** EXERCISE BRIEF **
Reproduce every line of these records without changing anything.

Shape labeling records
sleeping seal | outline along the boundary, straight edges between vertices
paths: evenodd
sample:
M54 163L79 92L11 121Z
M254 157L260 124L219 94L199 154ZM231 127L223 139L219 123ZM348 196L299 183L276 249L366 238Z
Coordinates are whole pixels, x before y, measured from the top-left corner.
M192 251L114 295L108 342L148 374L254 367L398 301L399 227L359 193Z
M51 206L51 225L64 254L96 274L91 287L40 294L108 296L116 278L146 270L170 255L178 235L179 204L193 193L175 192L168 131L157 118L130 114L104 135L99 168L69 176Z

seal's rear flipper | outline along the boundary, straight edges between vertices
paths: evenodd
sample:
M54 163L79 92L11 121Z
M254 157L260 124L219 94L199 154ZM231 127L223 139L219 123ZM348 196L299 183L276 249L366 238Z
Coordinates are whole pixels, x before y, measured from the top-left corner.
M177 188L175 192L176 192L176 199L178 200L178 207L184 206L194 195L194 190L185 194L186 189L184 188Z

** WRITTEN ANSWER **
sleeping seal | outline along the boundary, straight edges between vertices
paths: evenodd
sample:
M54 163L79 92L11 121Z
M254 157L260 124L219 94L199 154ZM231 127L223 139L219 123ZM348 196L299 183L276 249L366 238Z
Coordinates are whole pixels, x before y, measured from the top-left corner.
M192 251L114 295L108 342L148 374L254 367L398 301L399 227L359 193Z
M51 206L51 225L64 254L96 274L91 287L40 294L108 296L116 278L146 270L170 255L178 235L179 204L193 193L175 192L168 131L157 118L130 114L104 135L99 168L69 176Z

seal's rear flipper | outline along the boundary, straight edges between vertices
paths: evenodd
sample:
M54 163L79 92L11 121Z
M254 157L260 124L219 94L199 154ZM231 127L223 139L219 123ZM348 196L299 183L276 249L366 238Z
Coordinates are whole pixels, x before y, measured from the top-left corner.
M177 188L175 192L176 192L176 199L178 200L178 207L184 206L194 195L194 190L185 194L186 189L184 188Z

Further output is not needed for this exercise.